§ **Required work**:
Reproduce word for word the section of the passage on Calaveras County that begins with the words containing "Calaveras County contains" and ends with "200 million dollars!".

§ **Selected excerpt**:
County employees and contractors, who must enter these killing fields, are not properly trained and equipped to safely conduct their inspections and assessments. Exposures may not materialize into health problems for years or decades. The danger is immediate and lethal for local residents, many of whom depend on well and surface water to maintain livestock, large vegetable and herb gardens, poultry and other small animal herds and flocks for personal consumption and sale.
Calaveras County contains the headwaters of a watershed that provides drinking water to almost 6 million people throughout Central California. Contamination of these water sources could have unimaginable consequences for those customers and result in countless lawsuits involving our county. Once the water is ruined, the price tag of cleanup and legal expenses and fines could easily reach into the billions of dollars. Cleaning up these contaminated sites will be very expensive. Let’s compare a fairly recent environmental contamination cleanup project in our county. The Butte Fire destroyed almost 600 homes. Each burned homesite is a potential toxic site. On average, each burned home site cost $230,000 to remediate. If only half of the estimated marijuana grow sites were contaminated, the cleanup costs would exceed 200 million dollars!
Other noted scientists have estimated the number to be closer to $1 billion!
This is reason alone to ban all commercial cultivation of marijuana.

§ **Material provided**:
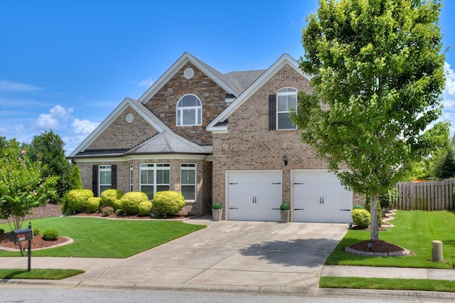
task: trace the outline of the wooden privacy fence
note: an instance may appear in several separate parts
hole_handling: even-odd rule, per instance
[[[454,187],[455,180],[400,182],[397,184],[398,200],[392,208],[403,211],[455,210]]]

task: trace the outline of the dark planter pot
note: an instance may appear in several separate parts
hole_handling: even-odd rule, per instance
[[[223,209],[212,209],[212,217],[214,221],[223,220]]]
[[[279,211],[282,214],[282,223],[287,223],[289,222],[289,211]]]

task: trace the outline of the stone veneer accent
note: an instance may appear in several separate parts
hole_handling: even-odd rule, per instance
[[[194,70],[194,76],[189,80],[183,76],[188,68]],[[195,95],[200,100],[203,107],[200,126],[176,125],[177,102],[187,94]],[[212,134],[205,127],[229,105],[225,101],[225,95],[224,90],[188,63],[145,105],[177,134],[200,145],[211,145]]]
[[[125,117],[130,112],[134,115],[134,120],[128,123]],[[157,133],[142,117],[128,107],[87,149],[131,149]]]

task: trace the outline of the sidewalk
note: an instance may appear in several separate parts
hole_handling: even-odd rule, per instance
[[[60,281],[4,280],[0,287],[45,286],[168,291],[350,296],[409,296],[455,302],[455,292],[318,288],[319,277],[360,277],[455,280],[455,270],[323,265],[346,224],[213,222],[207,228],[126,259],[33,257],[31,268],[85,273]],[[1,257],[0,268],[27,268],[26,257]]]

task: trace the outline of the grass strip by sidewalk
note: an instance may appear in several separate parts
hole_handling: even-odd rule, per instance
[[[43,233],[55,230],[73,238],[71,244],[33,250],[33,257],[124,258],[171,241],[205,225],[177,220],[109,220],[97,218],[52,217],[31,220]],[[24,223],[26,224],[26,223]],[[0,224],[6,233],[7,223]],[[18,252],[0,251],[0,257],[20,257]]]
[[[386,279],[321,277],[319,287],[366,289],[424,290],[455,292],[455,281],[441,280]]]
[[[454,269],[455,264],[455,212],[449,211],[397,211],[390,223],[395,227],[379,232],[380,240],[407,248],[406,257],[350,255],[344,249],[370,238],[369,230],[350,230],[326,260],[336,265],[390,266],[395,267]],[[442,241],[444,262],[432,262],[432,241]]]
[[[38,279],[62,280],[85,272],[80,270],[31,269],[26,270],[0,269],[0,279]]]

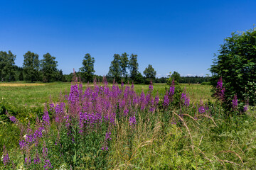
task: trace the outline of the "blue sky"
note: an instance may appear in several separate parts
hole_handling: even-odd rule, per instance
[[[256,23],[256,1],[0,1],[0,50],[50,52],[65,74],[85,53],[96,74],[107,74],[114,53],[138,55],[139,72],[206,75],[232,32]]]

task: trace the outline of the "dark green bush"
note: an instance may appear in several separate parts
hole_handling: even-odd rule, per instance
[[[223,45],[210,68],[211,84],[215,86],[222,76],[227,106],[237,94],[239,103],[248,100],[256,104],[256,29],[233,33]]]

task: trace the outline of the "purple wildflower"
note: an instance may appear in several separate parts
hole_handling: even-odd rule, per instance
[[[246,100],[245,105],[244,106],[244,112],[248,110],[248,108],[249,108],[249,101],[248,100]]]
[[[50,168],[53,168],[53,166],[51,165],[50,160],[47,159],[45,161],[45,165],[43,166],[43,167],[45,168],[46,170],[49,169]]]
[[[217,82],[215,96],[221,101],[223,101],[225,99],[224,98],[225,91],[225,87],[223,87],[222,76],[220,76],[220,79]]]
[[[159,102],[159,96],[158,95],[158,94],[156,94],[156,96],[155,96],[155,101],[154,101],[156,105],[158,105]]]
[[[6,148],[5,147],[5,145],[4,144],[4,159],[3,159],[3,161],[4,161],[4,166],[7,165],[8,163],[10,162],[10,158],[9,157],[9,154],[8,154],[8,152],[6,151]]]
[[[183,105],[185,106],[189,107],[190,99],[189,99],[189,97],[187,96],[187,94],[186,93],[182,93],[181,94],[181,99],[183,102]]]
[[[168,106],[169,104],[169,100],[167,92],[166,92],[166,94],[164,95],[164,106],[165,106],[165,107]]]
[[[237,108],[238,108],[238,96],[237,95],[235,94],[234,96],[234,99],[232,100],[232,108],[234,110],[235,110]]]
[[[151,80],[149,86],[149,92],[151,93],[152,91],[153,91],[153,82],[152,80]]]
[[[14,123],[18,123],[18,119],[16,119],[14,116],[11,116],[10,117],[10,120],[11,121],[12,121]]]
[[[198,108],[198,113],[203,113],[206,112],[206,108],[203,107],[203,103],[202,101],[202,99],[200,100],[200,106]]]
[[[137,123],[135,115],[130,117],[129,120],[129,125],[134,127],[136,124]]]
[[[47,111],[46,104],[46,107],[45,107],[43,113],[44,114],[43,115],[43,124],[44,125],[50,125],[50,117],[49,117],[49,114]]]

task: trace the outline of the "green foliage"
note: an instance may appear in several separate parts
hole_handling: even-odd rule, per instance
[[[93,74],[95,72],[94,69],[95,62],[95,58],[92,57],[89,53],[85,55],[82,63],[82,67],[79,69],[84,81],[92,82],[93,81]]]
[[[129,55],[127,53],[124,52],[120,57],[120,67],[123,77],[125,77],[127,75],[127,68],[128,67],[129,64],[128,56]]]
[[[11,53],[11,51],[0,52],[0,74],[1,81],[6,78],[6,76],[9,77],[14,75],[14,60],[16,60],[16,55]]]
[[[240,102],[256,104],[256,30],[233,33],[220,45],[210,68],[211,82],[215,86],[222,76],[227,102],[236,94]]]
[[[121,81],[121,67],[120,67],[120,55],[118,54],[114,55],[114,60],[111,62],[108,76],[114,77],[117,82]]]
[[[174,79],[174,81],[178,82],[181,79],[181,74],[176,72],[174,72],[174,73],[171,76],[171,79]]]
[[[201,84],[201,85],[210,85],[210,82],[206,82],[206,81],[203,81],[203,83]]]
[[[143,72],[143,74],[145,75],[146,79],[156,79],[156,71],[154,70],[152,65],[149,64],[147,67],[146,67],[145,70]]]
[[[43,80],[44,82],[53,82],[56,80],[58,76],[57,63],[55,57],[49,53],[43,55],[41,61],[41,72],[43,73]]]
[[[26,80],[31,82],[36,80],[39,76],[40,62],[38,55],[28,51],[24,55],[23,71]]]
[[[129,69],[130,70],[130,77],[134,81],[137,79],[139,74],[139,64],[137,60],[138,55],[132,54],[129,61]],[[140,78],[139,78],[140,79]]]

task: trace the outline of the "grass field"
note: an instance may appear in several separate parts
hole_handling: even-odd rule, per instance
[[[83,84],[84,89],[86,86],[93,84]],[[255,169],[255,108],[230,110],[233,116],[227,116],[221,103],[210,97],[210,86],[180,86],[188,93],[188,106],[178,91],[173,96],[177,101],[165,106],[156,100],[154,105],[145,103],[146,97],[137,98],[131,89],[121,89],[117,96],[97,89],[97,96],[92,91],[85,96],[72,89],[70,103],[55,103],[54,111],[48,106],[48,113],[43,106],[49,96],[58,102],[60,91],[68,93],[70,83],[0,84],[0,101],[7,101],[0,106],[0,169]],[[155,98],[158,93],[161,101],[166,89],[155,84],[149,94]],[[107,89],[117,91],[111,85]],[[148,85],[134,85],[137,94],[146,94],[148,89]],[[213,102],[206,103],[208,100]],[[8,107],[18,122],[5,115]],[[96,117],[99,113],[102,117]],[[88,118],[104,118],[85,121]]]
[[[91,84],[90,86],[92,86]],[[58,101],[60,92],[67,94],[70,89],[70,83],[26,83],[16,81],[11,83],[0,83],[0,97],[4,98],[11,103],[17,105],[27,105],[30,106],[42,106],[46,102],[49,101],[49,96],[53,102]],[[84,84],[83,86],[87,86]],[[208,100],[213,101],[210,97],[210,86],[200,84],[181,84],[181,89],[186,87],[192,102],[198,102],[201,98],[203,102]],[[154,84],[153,95],[158,92],[162,98],[169,86],[165,84]],[[148,91],[149,85],[135,84],[134,89],[137,93],[143,90],[145,93]]]

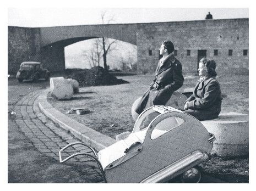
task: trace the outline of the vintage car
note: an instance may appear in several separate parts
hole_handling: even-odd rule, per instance
[[[16,75],[19,82],[23,80],[32,80],[37,82],[40,78],[45,78],[48,81],[51,76],[50,72],[43,69],[40,62],[24,61],[20,64],[20,68]]]

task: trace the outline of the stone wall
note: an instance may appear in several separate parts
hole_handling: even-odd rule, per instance
[[[106,34],[111,35],[112,38],[116,37],[127,42],[133,39],[131,43],[137,44],[138,74],[154,72],[159,58],[159,47],[165,40],[170,40],[173,42],[177,50],[176,57],[181,61],[184,73],[197,72],[198,51],[200,50],[205,50],[206,57],[216,61],[218,74],[248,73],[248,19],[89,26],[42,28],[8,26],[8,73],[16,74],[20,63],[25,61],[41,61],[51,72],[63,71],[65,69],[65,46],[91,38],[91,36],[97,30],[100,30],[101,35],[104,35],[105,31],[102,33],[102,29],[107,26]],[[89,35],[88,28],[90,29],[89,31],[92,31],[89,34],[90,37],[88,36]],[[116,28],[121,29],[113,30]],[[62,33],[66,31],[65,35],[60,33],[61,29]],[[88,31],[87,36],[86,33],[84,34],[81,30],[75,29]],[[125,38],[128,35],[123,33],[123,31],[130,31],[128,39]],[[232,50],[232,56],[228,56],[229,49]],[[214,55],[214,50],[217,50],[217,55]],[[244,50],[247,50],[247,55],[243,55]],[[190,50],[190,55],[187,55],[188,50]]]
[[[40,61],[39,28],[8,27],[8,72],[15,75],[23,61]]]
[[[176,58],[184,72],[197,72],[199,50],[206,50],[206,57],[216,61],[218,74],[248,72],[248,19],[138,24],[138,74],[155,72],[159,49],[165,40],[173,42]],[[232,56],[228,55],[229,49],[232,50]],[[187,55],[187,50],[190,50],[190,55]],[[217,50],[217,55],[214,55],[214,50]],[[243,55],[243,50],[247,50],[247,55]]]

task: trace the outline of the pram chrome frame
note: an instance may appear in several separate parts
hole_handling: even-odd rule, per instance
[[[153,108],[155,110],[157,111],[161,114],[163,114],[165,112],[168,112],[168,111],[170,110],[169,108],[162,106],[154,106]],[[172,109],[173,111],[177,110],[175,108],[172,108]],[[209,134],[210,138],[208,139],[208,142],[209,142],[209,143],[213,143],[215,140],[215,137],[214,135],[212,133],[209,133]],[[90,149],[90,150],[91,150],[91,151],[94,154],[94,155],[86,153],[77,153],[66,158],[63,160],[62,159],[61,155],[62,152],[63,152],[68,147],[78,144],[87,147],[89,149]],[[104,181],[106,183],[108,183],[106,177],[105,176],[105,171],[102,167],[101,162],[98,159],[97,154],[92,148],[83,143],[72,143],[62,148],[59,151],[59,161],[61,163],[64,163],[69,160],[69,159],[78,155],[84,155],[93,159],[97,164],[99,169],[102,174],[102,177]],[[171,179],[176,177],[176,176],[181,175],[184,172],[198,165],[201,162],[205,160],[208,158],[208,156],[206,153],[203,153],[201,151],[199,150],[195,150],[188,154],[184,157],[178,160],[177,161],[173,162],[172,164],[168,165],[167,166],[166,166],[164,168],[155,172],[152,175],[149,176],[146,178],[144,178],[144,179],[141,181],[139,183],[150,183],[166,182],[168,180]]]

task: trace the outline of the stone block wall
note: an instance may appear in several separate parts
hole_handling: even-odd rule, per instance
[[[184,72],[197,72],[199,50],[206,50],[206,57],[215,60],[218,74],[248,72],[248,19],[138,24],[137,38],[138,74],[155,72],[159,48],[165,40],[173,42]],[[243,55],[243,50],[247,50],[247,55]]]

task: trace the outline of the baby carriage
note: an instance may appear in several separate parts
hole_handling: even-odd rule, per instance
[[[71,143],[59,151],[60,162],[78,155],[90,157],[106,183],[164,183],[182,174],[182,182],[198,182],[200,171],[193,167],[208,158],[215,138],[191,115],[170,106],[153,106],[139,116],[132,133],[116,139],[98,153],[84,143]],[[62,159],[62,151],[79,144],[94,155],[78,153]]]

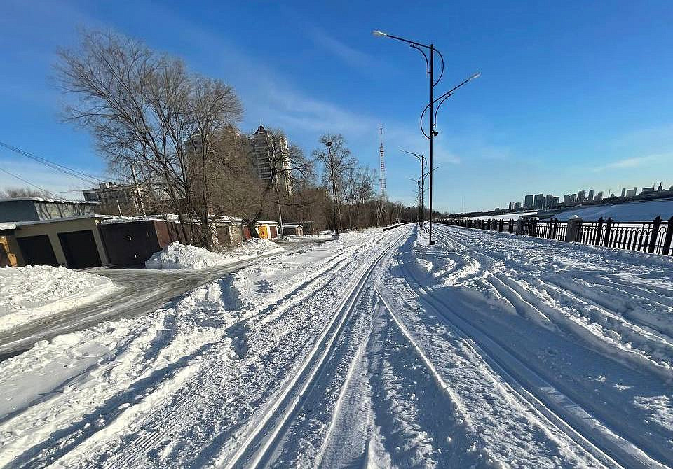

§ **Answer**:
Calaveras County contains the headwaters of a watershed that provides drinking water to almost 6 million people throughout Central California. Contamination of these water sources could have unimaginable consequences for those customers and result in countless lawsuits involving our county. Once the water is ruined, the price tag of cleanup and legal expenses and fines could easily reach into the billions of dollars. Cleaning up these contaminated sites will be very expensive. Let’s compare a fairly recent environmental contamination cleanup project in our county. The Butte Fire destroyed almost 600 homes. Each burned homesite is a potential toxic site. On average, each burned home site cost $230,000 to remediate. If only half of the estimated marijuana grow sites were contaminated, the cleanup costs would exceed 200 million dollars!